What the exercise asks: Extract the entries verbatim, starting at the line that contains "toilet seat, and" and stopping after the line that contains "column 433, row 301". Include both of those lines and nothing else.

Records to process:
** Begin **

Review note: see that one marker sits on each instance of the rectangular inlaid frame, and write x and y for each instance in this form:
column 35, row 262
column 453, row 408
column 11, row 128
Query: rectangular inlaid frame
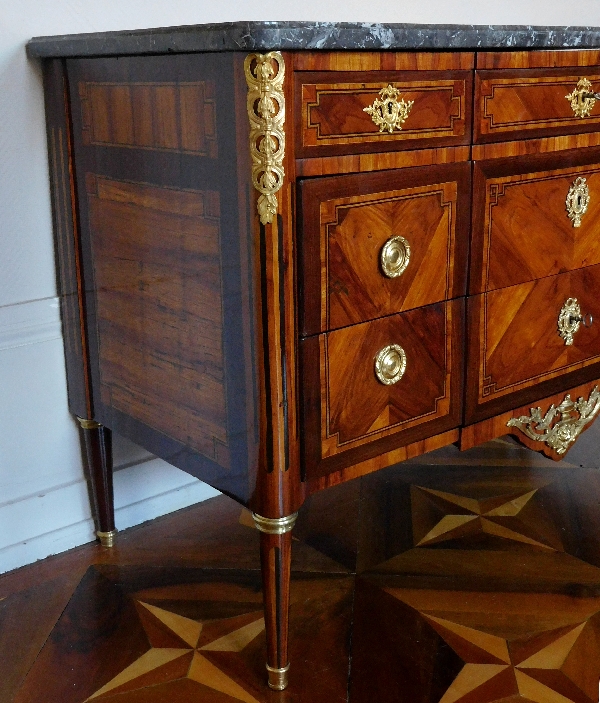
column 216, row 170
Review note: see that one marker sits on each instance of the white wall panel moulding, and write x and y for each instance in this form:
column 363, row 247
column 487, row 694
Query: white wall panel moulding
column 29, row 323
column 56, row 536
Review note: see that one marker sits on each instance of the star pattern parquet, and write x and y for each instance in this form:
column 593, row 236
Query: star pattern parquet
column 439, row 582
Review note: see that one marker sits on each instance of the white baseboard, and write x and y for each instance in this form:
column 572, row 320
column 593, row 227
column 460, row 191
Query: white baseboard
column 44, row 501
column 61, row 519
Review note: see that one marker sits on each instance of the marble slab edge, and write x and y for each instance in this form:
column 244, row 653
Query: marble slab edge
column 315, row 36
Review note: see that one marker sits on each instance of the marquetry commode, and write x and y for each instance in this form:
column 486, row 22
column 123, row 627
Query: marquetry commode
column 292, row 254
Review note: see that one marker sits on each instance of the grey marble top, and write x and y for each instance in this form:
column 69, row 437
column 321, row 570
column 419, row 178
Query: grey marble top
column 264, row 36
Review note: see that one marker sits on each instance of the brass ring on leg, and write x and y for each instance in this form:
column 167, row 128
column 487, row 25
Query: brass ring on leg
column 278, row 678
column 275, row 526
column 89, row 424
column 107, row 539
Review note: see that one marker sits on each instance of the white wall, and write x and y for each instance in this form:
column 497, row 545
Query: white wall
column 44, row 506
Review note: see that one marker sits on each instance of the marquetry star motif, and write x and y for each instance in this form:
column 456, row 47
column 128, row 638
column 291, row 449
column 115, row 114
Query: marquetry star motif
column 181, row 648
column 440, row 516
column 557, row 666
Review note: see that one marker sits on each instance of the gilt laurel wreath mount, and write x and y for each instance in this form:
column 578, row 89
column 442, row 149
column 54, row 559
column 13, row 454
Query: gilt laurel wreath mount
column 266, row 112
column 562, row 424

** End **
** Begin **

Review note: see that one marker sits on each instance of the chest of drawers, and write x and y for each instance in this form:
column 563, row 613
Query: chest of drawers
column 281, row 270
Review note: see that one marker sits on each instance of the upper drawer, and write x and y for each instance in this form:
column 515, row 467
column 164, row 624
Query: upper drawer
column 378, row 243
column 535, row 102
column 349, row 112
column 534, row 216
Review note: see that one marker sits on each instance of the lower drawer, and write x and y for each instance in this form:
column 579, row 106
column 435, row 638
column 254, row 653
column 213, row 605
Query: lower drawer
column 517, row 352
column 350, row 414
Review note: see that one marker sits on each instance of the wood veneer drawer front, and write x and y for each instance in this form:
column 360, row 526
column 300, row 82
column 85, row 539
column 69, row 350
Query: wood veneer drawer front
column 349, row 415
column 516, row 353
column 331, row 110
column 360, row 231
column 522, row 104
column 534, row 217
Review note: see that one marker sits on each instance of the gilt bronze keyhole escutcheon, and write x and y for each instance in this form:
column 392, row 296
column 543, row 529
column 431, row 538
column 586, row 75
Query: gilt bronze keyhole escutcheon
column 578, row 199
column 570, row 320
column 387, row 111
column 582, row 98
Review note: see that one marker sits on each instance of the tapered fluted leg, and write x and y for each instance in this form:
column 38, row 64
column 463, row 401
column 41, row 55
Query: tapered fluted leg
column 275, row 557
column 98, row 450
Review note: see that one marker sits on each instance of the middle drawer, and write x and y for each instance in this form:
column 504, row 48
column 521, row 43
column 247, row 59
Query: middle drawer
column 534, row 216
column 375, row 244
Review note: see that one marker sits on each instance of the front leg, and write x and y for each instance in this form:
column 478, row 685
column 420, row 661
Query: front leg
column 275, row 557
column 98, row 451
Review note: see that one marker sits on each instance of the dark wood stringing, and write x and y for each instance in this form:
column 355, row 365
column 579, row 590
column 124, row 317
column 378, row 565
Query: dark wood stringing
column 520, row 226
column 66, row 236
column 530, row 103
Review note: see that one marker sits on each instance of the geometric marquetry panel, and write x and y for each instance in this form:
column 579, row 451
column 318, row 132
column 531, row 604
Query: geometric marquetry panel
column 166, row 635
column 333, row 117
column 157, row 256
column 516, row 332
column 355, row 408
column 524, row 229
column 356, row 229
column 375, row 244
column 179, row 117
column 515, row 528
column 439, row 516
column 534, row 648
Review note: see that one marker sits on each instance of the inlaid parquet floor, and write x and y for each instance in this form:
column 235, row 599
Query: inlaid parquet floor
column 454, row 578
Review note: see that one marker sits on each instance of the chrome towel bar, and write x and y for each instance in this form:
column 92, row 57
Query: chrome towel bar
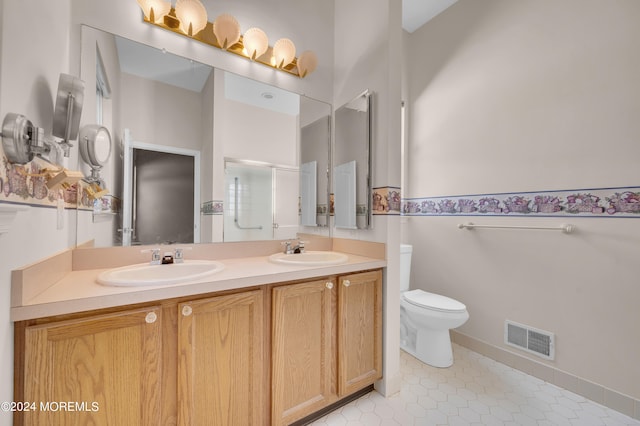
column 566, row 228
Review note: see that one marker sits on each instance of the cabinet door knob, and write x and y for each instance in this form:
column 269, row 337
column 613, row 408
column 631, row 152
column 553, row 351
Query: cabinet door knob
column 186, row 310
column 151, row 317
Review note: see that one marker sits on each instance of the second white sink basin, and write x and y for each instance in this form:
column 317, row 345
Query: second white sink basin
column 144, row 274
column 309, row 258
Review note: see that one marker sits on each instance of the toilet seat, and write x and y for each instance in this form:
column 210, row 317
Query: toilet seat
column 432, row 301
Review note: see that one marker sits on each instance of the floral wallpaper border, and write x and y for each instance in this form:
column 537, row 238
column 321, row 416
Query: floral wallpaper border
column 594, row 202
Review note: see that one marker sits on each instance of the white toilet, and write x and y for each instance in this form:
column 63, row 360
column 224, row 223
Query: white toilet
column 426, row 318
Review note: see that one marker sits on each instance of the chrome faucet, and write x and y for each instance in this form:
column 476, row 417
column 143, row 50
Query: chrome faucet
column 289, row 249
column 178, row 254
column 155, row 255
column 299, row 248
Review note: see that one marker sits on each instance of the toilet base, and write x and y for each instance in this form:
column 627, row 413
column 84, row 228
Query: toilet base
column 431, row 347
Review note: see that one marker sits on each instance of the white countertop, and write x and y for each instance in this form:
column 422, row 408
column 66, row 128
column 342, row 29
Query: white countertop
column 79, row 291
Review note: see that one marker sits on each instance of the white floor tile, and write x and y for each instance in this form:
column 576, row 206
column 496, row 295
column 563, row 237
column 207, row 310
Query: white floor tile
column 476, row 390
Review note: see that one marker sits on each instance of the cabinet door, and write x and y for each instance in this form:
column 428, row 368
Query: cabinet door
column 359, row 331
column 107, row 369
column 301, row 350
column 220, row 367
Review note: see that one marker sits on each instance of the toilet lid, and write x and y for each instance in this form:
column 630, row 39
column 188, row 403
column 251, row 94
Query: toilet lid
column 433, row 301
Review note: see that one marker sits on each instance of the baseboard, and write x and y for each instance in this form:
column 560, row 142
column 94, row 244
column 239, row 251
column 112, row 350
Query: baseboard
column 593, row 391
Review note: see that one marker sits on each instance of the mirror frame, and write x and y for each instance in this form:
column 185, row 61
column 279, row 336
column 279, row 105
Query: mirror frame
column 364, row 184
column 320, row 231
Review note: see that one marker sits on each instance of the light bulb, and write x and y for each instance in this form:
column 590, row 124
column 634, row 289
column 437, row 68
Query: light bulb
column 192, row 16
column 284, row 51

** End **
** Begin **

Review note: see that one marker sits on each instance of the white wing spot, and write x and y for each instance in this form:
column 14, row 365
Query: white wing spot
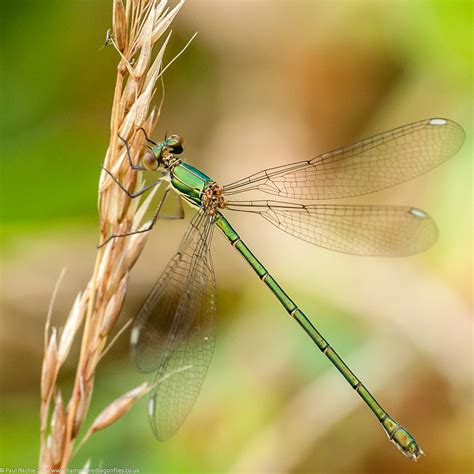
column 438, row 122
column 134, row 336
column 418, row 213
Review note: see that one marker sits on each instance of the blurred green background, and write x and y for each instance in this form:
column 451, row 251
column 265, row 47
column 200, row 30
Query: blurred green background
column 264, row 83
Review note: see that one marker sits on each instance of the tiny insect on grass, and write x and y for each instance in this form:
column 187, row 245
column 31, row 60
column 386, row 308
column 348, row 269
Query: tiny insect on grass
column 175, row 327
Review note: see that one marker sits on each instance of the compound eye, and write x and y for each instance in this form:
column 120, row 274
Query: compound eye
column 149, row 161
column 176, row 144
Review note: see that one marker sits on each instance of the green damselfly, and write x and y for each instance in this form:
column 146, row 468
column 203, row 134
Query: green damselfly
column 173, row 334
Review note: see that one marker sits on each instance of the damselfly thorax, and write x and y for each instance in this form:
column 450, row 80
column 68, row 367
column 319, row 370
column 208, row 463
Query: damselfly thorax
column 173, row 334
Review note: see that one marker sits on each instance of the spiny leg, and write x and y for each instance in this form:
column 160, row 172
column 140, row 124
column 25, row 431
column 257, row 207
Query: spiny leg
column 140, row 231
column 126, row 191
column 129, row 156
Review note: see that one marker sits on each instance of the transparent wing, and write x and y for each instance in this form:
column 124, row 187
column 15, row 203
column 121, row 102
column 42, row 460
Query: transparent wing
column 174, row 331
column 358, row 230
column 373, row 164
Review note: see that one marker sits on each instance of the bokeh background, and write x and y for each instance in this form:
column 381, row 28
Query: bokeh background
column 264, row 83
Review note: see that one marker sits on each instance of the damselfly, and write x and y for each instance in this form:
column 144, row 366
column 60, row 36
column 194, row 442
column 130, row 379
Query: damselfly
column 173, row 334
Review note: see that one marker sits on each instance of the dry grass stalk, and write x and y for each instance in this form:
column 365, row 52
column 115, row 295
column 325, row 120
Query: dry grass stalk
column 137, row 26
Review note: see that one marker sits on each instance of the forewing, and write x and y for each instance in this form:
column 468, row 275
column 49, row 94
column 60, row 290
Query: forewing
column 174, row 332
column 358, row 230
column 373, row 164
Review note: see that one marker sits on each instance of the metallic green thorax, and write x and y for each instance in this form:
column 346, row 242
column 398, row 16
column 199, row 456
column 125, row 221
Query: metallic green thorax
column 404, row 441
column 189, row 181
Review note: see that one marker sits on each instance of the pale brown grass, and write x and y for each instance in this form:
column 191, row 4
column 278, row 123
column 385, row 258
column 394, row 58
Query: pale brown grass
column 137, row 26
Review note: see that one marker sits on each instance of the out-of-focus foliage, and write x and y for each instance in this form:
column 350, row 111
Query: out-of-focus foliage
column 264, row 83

** End **

Solution to the problem:
Review note: see that one marker sits on each instance of the toilet seat, and write x and y for each instance in this form:
column 210, row 317
Query: toilet seat
column 432, row 301
Review note: see that one marker sits on each instance of the floral wallpaper border, and write x and y for each instance in this form:
column 537, row 238
column 321, row 416
Query: floral wallpaper border
column 594, row 202
Review note: see that one marker sits on each instance of the white toilet, and write x and y for each instance in this form:
column 63, row 360
column 224, row 223
Query: white toilet
column 426, row 318
Review note: see that one marker sits on each instance of the chrome faucet, and write x and y for each instance in this form:
column 476, row 417
column 143, row 50
Query: chrome faucet
column 289, row 249
column 178, row 254
column 155, row 255
column 299, row 248
Review note: see that one marker sits on each instance of the toilet base, and write x and y for each instance in this form:
column 627, row 413
column 84, row 228
Query: toilet base
column 431, row 347
Review note: see that one marker sits on each instance of the white countertop, and write x and y for each instance in this form:
column 422, row 408
column 66, row 128
column 342, row 29
Query: white countertop
column 79, row 291
Review note: see that one marker sits on each instance of the white floor tile, and write x and y for each instance in this form:
column 576, row 206
column 496, row 295
column 563, row 237
column 207, row 310
Query: white floor tile
column 476, row 390
Review note: see that one marker sits on each instance of the cabinet door, and write x and y for each instance in this form:
column 428, row 368
Query: cabinet door
column 359, row 331
column 107, row 369
column 301, row 350
column 220, row 367
Review note: see that one marker sits on each instance of the toilet lid, and write x and y for each instance in this form:
column 630, row 39
column 188, row 403
column 251, row 94
Query: toilet lid
column 433, row 301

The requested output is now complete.